What you need to do
Below are some entries; state how many of their lines contain the word "query", with nothing else in the reply.

====

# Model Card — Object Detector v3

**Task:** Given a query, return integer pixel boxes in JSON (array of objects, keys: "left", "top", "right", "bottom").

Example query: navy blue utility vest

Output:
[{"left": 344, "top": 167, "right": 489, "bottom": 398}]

====

Reply to the task
2